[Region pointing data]
□ □ □ □ □

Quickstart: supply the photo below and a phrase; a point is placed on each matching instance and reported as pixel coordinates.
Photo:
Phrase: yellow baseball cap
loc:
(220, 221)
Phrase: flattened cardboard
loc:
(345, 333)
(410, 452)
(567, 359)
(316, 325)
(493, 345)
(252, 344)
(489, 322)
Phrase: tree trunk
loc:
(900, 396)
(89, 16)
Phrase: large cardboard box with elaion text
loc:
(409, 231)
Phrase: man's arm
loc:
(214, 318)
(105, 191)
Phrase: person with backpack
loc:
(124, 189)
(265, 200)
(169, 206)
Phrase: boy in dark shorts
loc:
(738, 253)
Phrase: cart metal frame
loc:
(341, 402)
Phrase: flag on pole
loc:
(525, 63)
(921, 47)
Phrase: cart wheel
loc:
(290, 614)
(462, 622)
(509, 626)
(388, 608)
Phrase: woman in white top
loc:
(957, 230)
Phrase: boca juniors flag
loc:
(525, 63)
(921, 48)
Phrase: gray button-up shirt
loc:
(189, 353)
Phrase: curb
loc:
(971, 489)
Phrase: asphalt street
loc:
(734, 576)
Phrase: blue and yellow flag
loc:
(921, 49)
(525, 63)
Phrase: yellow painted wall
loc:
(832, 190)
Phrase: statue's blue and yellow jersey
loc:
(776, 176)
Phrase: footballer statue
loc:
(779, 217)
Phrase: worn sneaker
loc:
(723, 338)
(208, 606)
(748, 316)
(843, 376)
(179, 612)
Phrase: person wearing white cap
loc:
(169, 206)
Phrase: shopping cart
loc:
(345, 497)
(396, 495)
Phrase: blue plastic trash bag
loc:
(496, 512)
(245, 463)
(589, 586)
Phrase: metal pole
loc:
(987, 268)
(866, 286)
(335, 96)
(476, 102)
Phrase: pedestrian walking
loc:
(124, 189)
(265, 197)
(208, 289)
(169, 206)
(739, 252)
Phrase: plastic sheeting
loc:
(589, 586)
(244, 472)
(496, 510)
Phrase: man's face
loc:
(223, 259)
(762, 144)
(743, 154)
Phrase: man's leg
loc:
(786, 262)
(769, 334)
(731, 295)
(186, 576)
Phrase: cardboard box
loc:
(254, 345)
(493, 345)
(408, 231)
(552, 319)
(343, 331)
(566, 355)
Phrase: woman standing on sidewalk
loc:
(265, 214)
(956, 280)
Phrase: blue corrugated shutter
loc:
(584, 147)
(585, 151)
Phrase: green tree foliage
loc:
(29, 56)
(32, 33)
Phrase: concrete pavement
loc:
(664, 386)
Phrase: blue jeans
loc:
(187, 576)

□ □ □ □ □

**WORK TO BE COMPLETED**.
Each entry, from start to finish, must be restated exactly.

**SOLUTION**.
Quickstart: supply the photo below and a phrase; a point is placed on each matching instance and reported as pixel coordinates.
Photo:
Phrase: yellow baseball cap
loc:
(220, 221)
Phrase: flattened cardboard
loc:
(345, 333)
(410, 452)
(567, 359)
(316, 325)
(493, 345)
(252, 344)
(489, 322)
Phrase: tree trunk
loc:
(900, 396)
(89, 16)
Phrase: large cardboard box with elaion text
loc:
(409, 231)
Phrase: man's arm
loc:
(214, 318)
(105, 191)
Phrase: person with backpack
loc:
(124, 189)
(265, 200)
(169, 206)
Phrase: boy in dark shorts
loc:
(738, 253)
Phrase: cart metal frame
loc:
(341, 402)
Phrase: flag on pole
loc:
(525, 63)
(921, 47)
Phrase: cart wheel
loc:
(290, 614)
(462, 622)
(509, 626)
(388, 608)
Phrase: woman in white top
loc:
(957, 230)
Phrase: boca juniors flag
loc:
(525, 63)
(921, 48)
Phrase: gray button-up shirt
loc:
(189, 353)
Phrase: curb
loc:
(971, 489)
Phrase: asphalt street
loc:
(734, 576)
Phrase: blue and yellow flag
loc:
(921, 49)
(525, 63)
Phrase: yellow painted wall
loc:
(832, 190)
Phrase: statue's blue and yellow jersey
loc:
(776, 176)
Phrase: footballer statue
loc:
(779, 217)
Phrase: worn sneaker
loc:
(723, 338)
(208, 606)
(748, 316)
(843, 376)
(179, 612)
Phrase: person wearing white cap
loc:
(169, 206)
Phrase: shopping cart
loc:
(345, 497)
(396, 495)
Phrase: blue plastic trash bag
loc:
(496, 512)
(245, 463)
(589, 586)
Phrase: metal pole
loc:
(987, 268)
(866, 286)
(335, 96)
(476, 102)
Phrase: pedestrian walking
loc:
(124, 189)
(265, 197)
(208, 289)
(169, 206)
(739, 252)
Phrase: plastic sheeting
loc:
(589, 586)
(244, 472)
(496, 510)
Phrase: man's face
loc:
(223, 259)
(762, 144)
(743, 154)
Phrase: man's leg
loc:
(786, 262)
(769, 334)
(731, 295)
(186, 576)
Phrase: cardboard box
loc:
(254, 345)
(493, 345)
(408, 231)
(552, 319)
(343, 331)
(566, 355)
Phrase: woman standing on sidewalk
loc:
(265, 214)
(956, 280)
Phrase: blue corrugated shutter
loc:
(584, 147)
(585, 151)
Phrase: green tree foliage
loc:
(29, 56)
(32, 33)
Phrase: concrete pavement
loc:
(664, 386)
Phrase: blue jeans
loc:
(187, 576)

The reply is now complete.